# shell dweller substrate ideas please



## Diana (Jan 14, 2010)

If there is ANY possibility that the water might try to get softer or acidic then I would highly recommend a substrate that will correct that. Carib Sea and other companies have substrates that are labeled for Cichlids and they mean the Rift Lake Ciclids. These substrates may be limestone, coral or shell based, but they all will add calcium carbonate to softer water until it is just about the right GH and KH for Rift Lake fish. An odd chunk of limestone is not enough unless your water is already just about right. A whole wall of rock, all limestone types of materials might be enough, as long as you have a neutral substrate. Do not use one of the materials that removes KH. (Most ADA substrates, and montmorillonite clays remove carbonates)

If your tap water is too soft, then when you do a water change you will add minerals as needed to make the water the right GH and KH. 
Then the substrate (or rock wall) will fine tune it. 

When I had shell dwellers and other Lake Tang fish that is how I handled it. 
Tap water GH and KH was about 4-5 degrees. 
So I ran tap water into a garbage can and added Equilibrium and baking soda to raise the GH and KH. 
In the tank was a blended substrate that included coral sand. 

The water chemistry was very stable through the week. GH and KH stayed right where they should. 

Will you have some upper level fish in the tank? A 55 is a very tall tank for shell dwellers. Many livebearers thrive in hard, alkaline water, and there are some other Lake Tank fish that might work in that tank.


----------



## jrh (Sep 9, 2007)

If you put some crushed coral in the cannister, i think that should buffer pretty well.

As for other fishes, shellies and sandies sort of compete for the bottom. Then there are cyps and paracyps for the upper waters. But if you're not a purist, danios or a big school of white clouds (yeah, I know these are technically cold-water fish) would look good, I think.

If you're using fine substrate, make sure your intakes are high up enough that they don't suck sand into your filter.

There's a black aragonite (grey really) which I think buffers, but it's not going to be any cheaper than the caribsea stuff.

As for plants, my multies always tried to drag my java fern out of the way. Anubias are pretty, but if there's nothing keeping them algae free, then can get icky. Java fern is always good. Watersprite is equally awesome planted or floating, and you can keep it small or let it get huge.

Crypts should be fine if you put roottabs in the sand near the plants, but not right by, to encourage roots to grow out.

Oh, and don't make my mistakes -- I set up similies and gobies at the same time, and the gobies could go anywhere in the shell bed the similies went, so no fry ever survived. I think it would have been fine if I had a colony going, then added gobies or some other fish.


----------



## Nestle_ (Jul 4, 2013)

I'm going to stick with multi's only. As for the plants that will be on the bottom, will either be on rocks/wood or have rocks at the base to keep them there so they can't be moved. I've looked into that, I'm just wondering if anyone has had a band experience with any substrate with them?

Dataset rows:

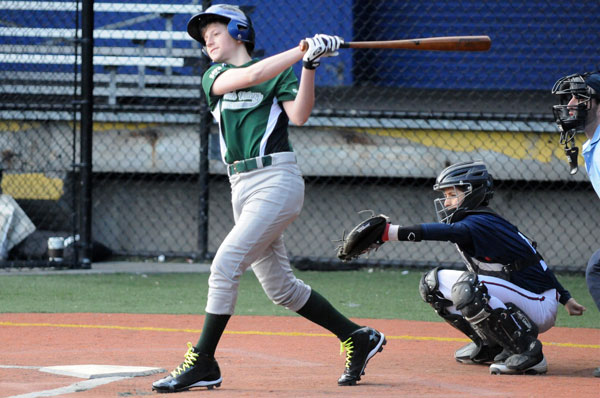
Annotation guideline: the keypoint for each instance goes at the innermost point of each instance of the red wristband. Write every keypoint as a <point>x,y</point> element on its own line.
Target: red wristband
<point>385,236</point>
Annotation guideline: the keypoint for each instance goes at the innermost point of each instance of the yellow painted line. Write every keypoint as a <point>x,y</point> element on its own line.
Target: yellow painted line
<point>34,186</point>
<point>543,147</point>
<point>262,333</point>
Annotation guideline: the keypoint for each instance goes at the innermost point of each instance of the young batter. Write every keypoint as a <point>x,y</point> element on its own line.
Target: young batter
<point>253,101</point>
<point>507,296</point>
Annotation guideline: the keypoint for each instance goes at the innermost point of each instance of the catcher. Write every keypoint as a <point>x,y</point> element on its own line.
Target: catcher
<point>507,296</point>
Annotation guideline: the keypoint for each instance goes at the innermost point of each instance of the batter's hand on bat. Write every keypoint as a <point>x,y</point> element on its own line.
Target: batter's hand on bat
<point>332,44</point>
<point>319,45</point>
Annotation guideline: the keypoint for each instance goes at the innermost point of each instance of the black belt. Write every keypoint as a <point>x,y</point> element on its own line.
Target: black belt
<point>242,166</point>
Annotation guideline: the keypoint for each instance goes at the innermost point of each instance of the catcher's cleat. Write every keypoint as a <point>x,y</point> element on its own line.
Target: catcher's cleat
<point>530,362</point>
<point>502,369</point>
<point>361,346</point>
<point>197,370</point>
<point>474,353</point>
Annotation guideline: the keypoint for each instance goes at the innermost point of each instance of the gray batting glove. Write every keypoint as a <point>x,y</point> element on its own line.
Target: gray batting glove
<point>316,48</point>
<point>332,43</point>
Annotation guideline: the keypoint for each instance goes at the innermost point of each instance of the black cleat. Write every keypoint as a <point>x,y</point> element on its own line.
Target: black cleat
<point>529,362</point>
<point>197,370</point>
<point>361,346</point>
<point>474,353</point>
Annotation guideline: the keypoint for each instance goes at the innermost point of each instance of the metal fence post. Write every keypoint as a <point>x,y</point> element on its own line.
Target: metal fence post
<point>87,109</point>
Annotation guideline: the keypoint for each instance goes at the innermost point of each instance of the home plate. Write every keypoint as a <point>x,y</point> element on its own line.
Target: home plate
<point>98,371</point>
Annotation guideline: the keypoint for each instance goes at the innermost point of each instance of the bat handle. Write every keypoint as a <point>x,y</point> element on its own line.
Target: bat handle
<point>304,45</point>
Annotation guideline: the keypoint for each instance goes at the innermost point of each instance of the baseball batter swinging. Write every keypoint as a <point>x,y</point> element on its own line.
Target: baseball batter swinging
<point>253,101</point>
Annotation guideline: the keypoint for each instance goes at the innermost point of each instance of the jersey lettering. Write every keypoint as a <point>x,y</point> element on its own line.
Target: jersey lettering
<point>241,100</point>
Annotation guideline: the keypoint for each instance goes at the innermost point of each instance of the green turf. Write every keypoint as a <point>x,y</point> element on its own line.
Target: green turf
<point>360,294</point>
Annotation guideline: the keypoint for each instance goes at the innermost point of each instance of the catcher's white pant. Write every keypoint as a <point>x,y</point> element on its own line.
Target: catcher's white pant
<point>265,201</point>
<point>541,308</point>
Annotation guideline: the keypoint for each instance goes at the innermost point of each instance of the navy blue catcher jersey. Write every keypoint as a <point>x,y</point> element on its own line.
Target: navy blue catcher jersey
<point>490,238</point>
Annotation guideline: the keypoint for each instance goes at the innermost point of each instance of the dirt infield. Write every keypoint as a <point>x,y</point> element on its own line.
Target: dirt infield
<point>277,357</point>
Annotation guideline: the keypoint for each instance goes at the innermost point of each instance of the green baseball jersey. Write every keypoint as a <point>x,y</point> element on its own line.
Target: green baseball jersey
<point>251,121</point>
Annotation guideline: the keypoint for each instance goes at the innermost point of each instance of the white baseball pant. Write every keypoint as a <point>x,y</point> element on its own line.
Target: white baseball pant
<point>541,308</point>
<point>265,201</point>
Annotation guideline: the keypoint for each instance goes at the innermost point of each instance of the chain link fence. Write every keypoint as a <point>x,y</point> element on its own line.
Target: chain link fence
<point>384,124</point>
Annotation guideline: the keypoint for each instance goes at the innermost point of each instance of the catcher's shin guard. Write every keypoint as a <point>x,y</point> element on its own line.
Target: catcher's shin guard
<point>509,327</point>
<point>480,350</point>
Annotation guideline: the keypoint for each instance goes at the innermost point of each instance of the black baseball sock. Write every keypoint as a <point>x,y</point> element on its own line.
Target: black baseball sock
<point>214,326</point>
<point>320,311</point>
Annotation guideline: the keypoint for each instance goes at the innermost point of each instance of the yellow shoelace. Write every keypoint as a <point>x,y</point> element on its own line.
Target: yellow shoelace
<point>347,345</point>
<point>190,359</point>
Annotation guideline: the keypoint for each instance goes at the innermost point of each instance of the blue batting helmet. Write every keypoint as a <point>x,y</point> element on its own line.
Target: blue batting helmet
<point>238,23</point>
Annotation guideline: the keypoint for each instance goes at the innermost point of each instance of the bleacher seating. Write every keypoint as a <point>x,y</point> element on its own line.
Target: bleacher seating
<point>140,51</point>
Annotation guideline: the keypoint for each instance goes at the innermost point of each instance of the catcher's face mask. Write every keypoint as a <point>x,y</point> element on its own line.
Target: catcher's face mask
<point>452,199</point>
<point>570,116</point>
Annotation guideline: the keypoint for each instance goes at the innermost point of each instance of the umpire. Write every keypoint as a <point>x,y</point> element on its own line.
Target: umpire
<point>579,112</point>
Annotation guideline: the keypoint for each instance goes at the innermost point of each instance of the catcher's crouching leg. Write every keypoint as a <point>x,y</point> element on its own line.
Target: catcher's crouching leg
<point>479,351</point>
<point>509,327</point>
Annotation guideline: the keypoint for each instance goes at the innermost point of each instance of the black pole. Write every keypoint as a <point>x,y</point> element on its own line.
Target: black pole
<point>87,110</point>
<point>203,170</point>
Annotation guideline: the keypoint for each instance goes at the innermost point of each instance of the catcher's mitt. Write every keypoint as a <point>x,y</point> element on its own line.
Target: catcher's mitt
<point>365,237</point>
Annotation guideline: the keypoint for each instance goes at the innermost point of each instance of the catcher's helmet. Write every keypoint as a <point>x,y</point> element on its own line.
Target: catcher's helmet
<point>476,186</point>
<point>584,87</point>
<point>238,23</point>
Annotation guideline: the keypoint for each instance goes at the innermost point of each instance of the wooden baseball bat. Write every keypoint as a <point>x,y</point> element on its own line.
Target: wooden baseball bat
<point>448,43</point>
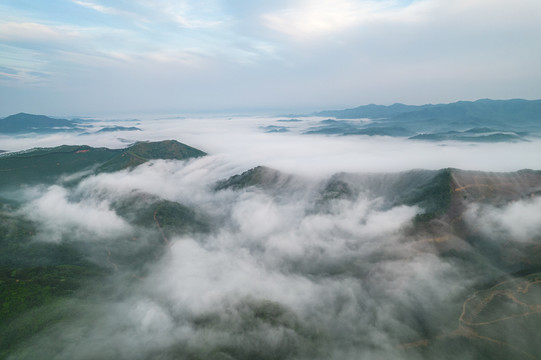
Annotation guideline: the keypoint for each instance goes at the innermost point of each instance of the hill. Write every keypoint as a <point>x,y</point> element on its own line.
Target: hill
<point>46,165</point>
<point>28,123</point>
<point>478,121</point>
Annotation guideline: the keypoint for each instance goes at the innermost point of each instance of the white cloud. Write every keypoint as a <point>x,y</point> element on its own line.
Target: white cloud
<point>516,221</point>
<point>59,216</point>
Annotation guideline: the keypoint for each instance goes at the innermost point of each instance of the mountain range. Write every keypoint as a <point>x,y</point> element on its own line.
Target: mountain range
<point>478,121</point>
<point>45,285</point>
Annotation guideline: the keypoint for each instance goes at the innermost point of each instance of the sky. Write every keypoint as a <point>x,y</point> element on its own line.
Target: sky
<point>91,57</point>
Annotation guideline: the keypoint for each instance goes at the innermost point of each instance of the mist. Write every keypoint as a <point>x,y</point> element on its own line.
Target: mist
<point>245,144</point>
<point>277,271</point>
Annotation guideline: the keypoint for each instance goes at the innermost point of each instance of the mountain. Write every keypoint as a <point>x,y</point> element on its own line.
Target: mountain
<point>503,120</point>
<point>438,263</point>
<point>28,123</point>
<point>44,165</point>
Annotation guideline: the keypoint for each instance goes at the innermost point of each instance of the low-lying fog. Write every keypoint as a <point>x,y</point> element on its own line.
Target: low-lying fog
<point>274,278</point>
<point>244,142</point>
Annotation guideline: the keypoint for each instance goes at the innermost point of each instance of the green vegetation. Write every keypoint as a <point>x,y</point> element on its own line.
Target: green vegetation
<point>142,152</point>
<point>434,197</point>
<point>46,165</point>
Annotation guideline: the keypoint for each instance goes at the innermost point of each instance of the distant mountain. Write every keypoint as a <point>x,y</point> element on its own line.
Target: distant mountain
<point>28,123</point>
<point>118,128</point>
<point>47,164</point>
<point>508,120</point>
<point>371,111</point>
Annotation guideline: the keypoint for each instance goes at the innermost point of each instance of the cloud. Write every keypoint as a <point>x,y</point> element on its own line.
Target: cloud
<point>310,20</point>
<point>516,221</point>
<point>58,217</point>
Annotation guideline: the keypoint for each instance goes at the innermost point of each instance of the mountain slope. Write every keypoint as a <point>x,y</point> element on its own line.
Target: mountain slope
<point>41,165</point>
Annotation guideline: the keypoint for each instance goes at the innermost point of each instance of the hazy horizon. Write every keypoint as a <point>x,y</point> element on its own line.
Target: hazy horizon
<point>94,57</point>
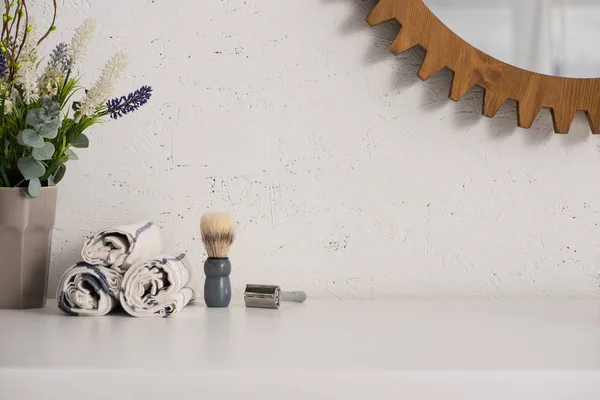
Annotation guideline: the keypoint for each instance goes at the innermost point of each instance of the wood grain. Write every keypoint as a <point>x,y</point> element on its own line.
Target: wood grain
<point>501,81</point>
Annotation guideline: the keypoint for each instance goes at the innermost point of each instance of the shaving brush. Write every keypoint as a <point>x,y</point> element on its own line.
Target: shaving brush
<point>218,233</point>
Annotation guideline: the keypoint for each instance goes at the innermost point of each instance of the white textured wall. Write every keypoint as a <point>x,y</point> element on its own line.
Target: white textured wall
<point>349,177</point>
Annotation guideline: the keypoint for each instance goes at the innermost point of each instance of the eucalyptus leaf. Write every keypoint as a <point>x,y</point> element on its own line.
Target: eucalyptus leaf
<point>44,153</point>
<point>49,130</point>
<point>71,154</point>
<point>29,137</point>
<point>30,168</point>
<point>81,142</point>
<point>34,187</point>
<point>60,173</point>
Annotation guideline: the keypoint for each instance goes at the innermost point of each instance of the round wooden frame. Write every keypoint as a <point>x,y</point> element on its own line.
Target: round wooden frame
<point>500,81</point>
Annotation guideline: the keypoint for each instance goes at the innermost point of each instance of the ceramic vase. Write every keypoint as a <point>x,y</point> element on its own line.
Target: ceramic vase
<point>26,225</point>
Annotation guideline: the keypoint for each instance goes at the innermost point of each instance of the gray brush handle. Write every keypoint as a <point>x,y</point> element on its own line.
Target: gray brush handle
<point>297,296</point>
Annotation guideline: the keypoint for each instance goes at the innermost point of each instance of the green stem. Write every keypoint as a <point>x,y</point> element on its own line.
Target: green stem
<point>3,175</point>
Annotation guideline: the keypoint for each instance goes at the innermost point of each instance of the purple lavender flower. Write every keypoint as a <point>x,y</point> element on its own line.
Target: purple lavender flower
<point>123,105</point>
<point>3,65</point>
<point>60,58</point>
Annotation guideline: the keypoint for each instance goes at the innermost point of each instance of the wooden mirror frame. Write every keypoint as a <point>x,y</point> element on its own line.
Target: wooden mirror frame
<point>500,81</point>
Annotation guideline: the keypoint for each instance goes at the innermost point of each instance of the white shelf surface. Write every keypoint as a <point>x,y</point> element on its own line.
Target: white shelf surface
<point>454,349</point>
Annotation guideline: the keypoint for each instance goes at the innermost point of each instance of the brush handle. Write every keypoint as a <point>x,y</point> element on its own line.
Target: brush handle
<point>217,286</point>
<point>296,296</point>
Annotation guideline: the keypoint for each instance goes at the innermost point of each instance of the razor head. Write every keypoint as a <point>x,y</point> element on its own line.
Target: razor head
<point>262,296</point>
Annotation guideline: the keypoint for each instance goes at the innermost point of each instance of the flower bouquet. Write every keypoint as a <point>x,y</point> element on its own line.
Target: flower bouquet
<point>43,115</point>
<point>41,118</point>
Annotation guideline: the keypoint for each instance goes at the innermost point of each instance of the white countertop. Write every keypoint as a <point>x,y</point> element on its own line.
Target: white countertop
<point>320,349</point>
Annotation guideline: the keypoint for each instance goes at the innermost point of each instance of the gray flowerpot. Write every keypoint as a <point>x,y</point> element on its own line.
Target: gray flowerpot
<point>25,244</point>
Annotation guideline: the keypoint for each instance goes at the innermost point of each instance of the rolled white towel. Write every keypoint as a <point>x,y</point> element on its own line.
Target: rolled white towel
<point>157,287</point>
<point>119,248</point>
<point>86,289</point>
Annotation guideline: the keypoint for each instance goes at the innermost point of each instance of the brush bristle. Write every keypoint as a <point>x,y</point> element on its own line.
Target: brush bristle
<point>218,233</point>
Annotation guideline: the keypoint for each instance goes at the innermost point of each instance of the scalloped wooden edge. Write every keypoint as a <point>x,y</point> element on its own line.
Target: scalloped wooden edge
<point>500,81</point>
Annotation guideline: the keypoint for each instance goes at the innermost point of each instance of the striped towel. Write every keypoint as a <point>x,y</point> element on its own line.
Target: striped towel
<point>87,289</point>
<point>157,287</point>
<point>119,248</point>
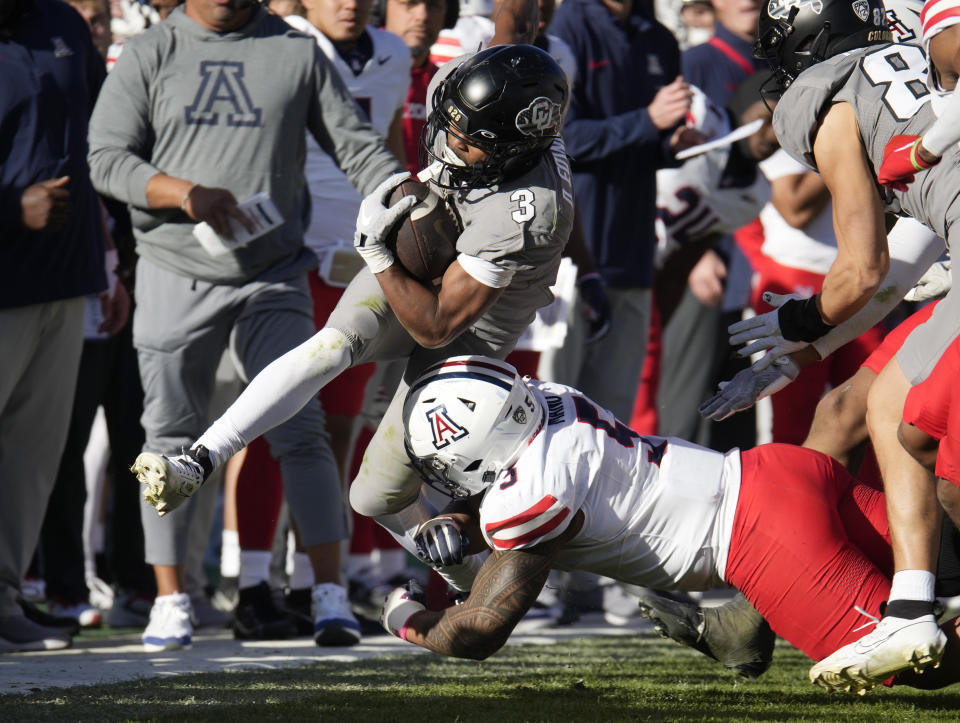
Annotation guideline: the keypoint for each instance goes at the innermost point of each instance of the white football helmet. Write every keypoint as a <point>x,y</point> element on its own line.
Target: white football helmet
<point>466,419</point>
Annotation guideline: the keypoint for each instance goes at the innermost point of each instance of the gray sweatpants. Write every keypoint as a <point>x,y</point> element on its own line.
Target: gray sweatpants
<point>39,356</point>
<point>180,328</point>
<point>921,350</point>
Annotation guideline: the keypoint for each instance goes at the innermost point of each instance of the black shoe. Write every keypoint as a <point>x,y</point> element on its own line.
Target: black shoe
<point>70,626</point>
<point>734,633</point>
<point>257,616</point>
<point>296,604</point>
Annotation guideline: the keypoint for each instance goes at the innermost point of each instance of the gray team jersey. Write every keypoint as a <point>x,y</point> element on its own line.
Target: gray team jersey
<point>226,110</point>
<point>522,226</point>
<point>886,85</point>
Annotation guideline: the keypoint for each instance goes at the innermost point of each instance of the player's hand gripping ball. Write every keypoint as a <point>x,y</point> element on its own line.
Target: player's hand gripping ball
<point>425,243</point>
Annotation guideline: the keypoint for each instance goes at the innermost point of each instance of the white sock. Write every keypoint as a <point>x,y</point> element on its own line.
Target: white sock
<point>229,553</point>
<point>254,568</point>
<point>912,585</point>
<point>301,572</point>
<point>390,562</point>
<point>359,565</point>
<point>278,392</point>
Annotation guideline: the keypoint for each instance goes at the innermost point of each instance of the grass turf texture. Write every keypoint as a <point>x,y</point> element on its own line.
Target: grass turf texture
<point>590,679</point>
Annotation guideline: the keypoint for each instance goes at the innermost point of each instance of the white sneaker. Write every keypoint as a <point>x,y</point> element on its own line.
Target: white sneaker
<point>82,611</point>
<point>169,480</point>
<point>895,645</point>
<point>129,611</point>
<point>170,626</point>
<point>18,633</point>
<point>333,620</point>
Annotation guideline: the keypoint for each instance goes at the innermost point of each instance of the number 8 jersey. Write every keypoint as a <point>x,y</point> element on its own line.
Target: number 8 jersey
<point>886,86</point>
<point>658,511</point>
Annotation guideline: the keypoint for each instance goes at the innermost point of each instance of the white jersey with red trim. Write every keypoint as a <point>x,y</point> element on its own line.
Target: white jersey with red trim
<point>658,512</point>
<point>380,89</point>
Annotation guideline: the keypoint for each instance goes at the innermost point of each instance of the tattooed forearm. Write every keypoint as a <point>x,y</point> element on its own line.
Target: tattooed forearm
<point>505,588</point>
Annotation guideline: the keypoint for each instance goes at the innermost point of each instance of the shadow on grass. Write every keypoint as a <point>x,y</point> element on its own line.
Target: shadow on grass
<point>605,679</point>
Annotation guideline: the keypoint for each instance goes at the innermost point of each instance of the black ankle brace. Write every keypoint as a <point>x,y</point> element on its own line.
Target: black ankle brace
<point>908,609</point>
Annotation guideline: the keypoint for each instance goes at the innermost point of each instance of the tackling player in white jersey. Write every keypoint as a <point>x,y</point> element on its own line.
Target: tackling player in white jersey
<point>545,478</point>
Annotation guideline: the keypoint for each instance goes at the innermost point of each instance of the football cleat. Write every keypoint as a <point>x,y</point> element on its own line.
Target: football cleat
<point>894,646</point>
<point>257,616</point>
<point>171,480</point>
<point>734,633</point>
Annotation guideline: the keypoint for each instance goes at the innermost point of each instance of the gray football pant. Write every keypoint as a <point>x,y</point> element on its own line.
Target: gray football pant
<point>41,347</point>
<point>181,328</point>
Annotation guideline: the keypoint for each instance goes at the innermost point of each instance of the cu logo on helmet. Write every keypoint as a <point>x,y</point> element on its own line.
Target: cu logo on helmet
<point>542,116</point>
<point>778,9</point>
<point>445,429</point>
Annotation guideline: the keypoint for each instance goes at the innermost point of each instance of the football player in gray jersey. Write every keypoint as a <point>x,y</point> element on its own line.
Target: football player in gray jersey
<point>501,165</point>
<point>847,93</point>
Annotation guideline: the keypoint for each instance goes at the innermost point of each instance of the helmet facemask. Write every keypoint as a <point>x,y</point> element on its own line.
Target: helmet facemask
<point>507,101</point>
<point>466,420</point>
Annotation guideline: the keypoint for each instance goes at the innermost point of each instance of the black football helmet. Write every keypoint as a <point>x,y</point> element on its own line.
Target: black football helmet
<point>508,100</point>
<point>795,34</point>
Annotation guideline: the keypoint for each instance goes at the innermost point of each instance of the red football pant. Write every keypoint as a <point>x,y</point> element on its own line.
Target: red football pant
<point>809,543</point>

Work to complete:
**A.** Pick out each line of the listing that contains the string "seating" and copy those lines. Matches must have the same upper and lower case.
**B.** Write what comes next in the forum thread about substrate for shell dwellers, starting after its last post.

Responses:
**A.**
Annotation guideline: the keypoint for each instance goes at the innermost point of each instance of the bleacher seating. Write every keypoint as a <point>x,y</point> element on its own line.
Target: bleacher seating

**B.**
If nothing else I'll just go cheap with play sand and save my wallet. 
As for filtration. I'm thinking I'll just run a large sponge filter, and add in HOB's as needed. I don't plan to splurge on getting a new filter of any type, though I may just fix my AC50 and use that with pvc hooked up to the intake so it pulls water from across the tank instead of near the outlet. (I love the AC50 btw, the motor just quit out on me)


----------



## puddleglum (Sep 17, 2014)

I have kept multis in playsand and it was pretty great. They moved it like little mini bulldozers, mouthfull after mouthfull, and ocassionally jamming their heads into the sand and fluttering their tails rapidly, spraying a stream of sand many inches across the tank. Playsand does take a LOT of washing though.

I will warn you that, as much as I love Aquaclear power filters, I will never use them again with playsand and cichlids. In a multi tank and in a Lethrinops albus tank, both with playsand, I got an impossible to remove speck of sand in the motor and it would not stop making the most horrific noise.


----------



## Plinkploop (Jan 24, 2021)

puddleglum said:


> I have kept multis in playsand and it was pretty great. They moved it like little mini bulldozers, mouthfull after mouthfull, and ocassionally jamming their heads into the sand and fluttering their tails rapidly, spraying a stream of sand many inches across the tank. Playsand does take a LOT of washing though.
> 
> I will warn you that, as much as I love Aquaclear power filters, I will never use them again with playsand and cichlids. In a multi tank and in a Lethrinops albus tank, both with playsand, I got an impossible to remove speck of sand in the motor and it would not stop making the most horrific noise.


Darn it, now I can hear that noise in my head!! Switched to a canister because of that 😂😂😂


----------



## puddleglum (Sep 17, 2014)

Plinkploop said:


> Darn it, now I can hear that noise in my head!! Switched to a canister because of that 😂😂😂


And I now have images of that Lethrinops albus male in breeding dress in my head and, suddenly, that empty wall in my living room looks in severe need of a 125 full of them, hopefully with a few males showing off. Wait, I hear wailing... oh, it's my checkbook...

Sorry for the threadjack, OP. I really do like the look of playsand, to get back on topic, but it does have a few potential issues to work around.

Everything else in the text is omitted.